__WHAT THIS TASK INVOLVES__: Scan the records for the line containing "One pin marks each instance of the toy car license". From there through the last line, write out each line exactly.

══ TASK DATA ══

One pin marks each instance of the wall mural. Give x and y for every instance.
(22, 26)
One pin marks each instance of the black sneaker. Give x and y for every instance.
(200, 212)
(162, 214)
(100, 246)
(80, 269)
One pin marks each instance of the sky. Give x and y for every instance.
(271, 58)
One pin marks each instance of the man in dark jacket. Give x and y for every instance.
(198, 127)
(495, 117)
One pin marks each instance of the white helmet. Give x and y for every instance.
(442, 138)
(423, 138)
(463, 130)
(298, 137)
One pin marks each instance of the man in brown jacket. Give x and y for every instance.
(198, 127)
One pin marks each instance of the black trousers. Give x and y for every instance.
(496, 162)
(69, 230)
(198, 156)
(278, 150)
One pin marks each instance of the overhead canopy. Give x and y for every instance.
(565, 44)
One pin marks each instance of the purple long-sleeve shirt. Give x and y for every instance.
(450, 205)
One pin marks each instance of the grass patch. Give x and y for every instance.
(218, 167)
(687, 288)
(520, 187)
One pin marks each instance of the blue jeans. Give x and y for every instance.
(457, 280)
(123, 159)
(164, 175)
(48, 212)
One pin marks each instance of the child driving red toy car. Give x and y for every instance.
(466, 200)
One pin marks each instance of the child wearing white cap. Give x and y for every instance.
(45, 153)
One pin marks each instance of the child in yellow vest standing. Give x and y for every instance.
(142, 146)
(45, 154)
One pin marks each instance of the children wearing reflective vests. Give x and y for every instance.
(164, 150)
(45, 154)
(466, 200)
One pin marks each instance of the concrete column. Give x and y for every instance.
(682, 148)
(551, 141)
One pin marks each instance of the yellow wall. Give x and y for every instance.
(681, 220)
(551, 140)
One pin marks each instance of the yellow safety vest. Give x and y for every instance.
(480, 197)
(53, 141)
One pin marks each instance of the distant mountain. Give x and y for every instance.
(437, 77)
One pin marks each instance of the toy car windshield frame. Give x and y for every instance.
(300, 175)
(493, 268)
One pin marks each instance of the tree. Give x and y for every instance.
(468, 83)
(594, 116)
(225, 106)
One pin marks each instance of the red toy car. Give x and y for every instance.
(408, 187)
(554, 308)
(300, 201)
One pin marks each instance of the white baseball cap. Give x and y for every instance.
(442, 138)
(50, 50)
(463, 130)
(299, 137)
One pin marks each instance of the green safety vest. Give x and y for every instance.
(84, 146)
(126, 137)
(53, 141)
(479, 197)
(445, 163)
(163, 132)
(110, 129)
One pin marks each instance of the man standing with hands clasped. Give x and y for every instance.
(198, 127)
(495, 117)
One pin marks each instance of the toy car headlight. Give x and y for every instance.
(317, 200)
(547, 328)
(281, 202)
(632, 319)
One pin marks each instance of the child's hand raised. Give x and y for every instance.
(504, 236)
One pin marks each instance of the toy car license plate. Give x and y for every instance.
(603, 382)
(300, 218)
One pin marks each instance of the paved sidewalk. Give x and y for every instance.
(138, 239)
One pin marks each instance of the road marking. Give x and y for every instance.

═══

__TASK RESPONSE__:
One pin marks each instance of the toy car license plate. Give x and y for every instance.
(603, 382)
(300, 218)
One pin marks each instance of the paved sidewalk. Give x and y for every instance.
(138, 239)
One pin marks each instance of the road marking. Give x and y for every instance.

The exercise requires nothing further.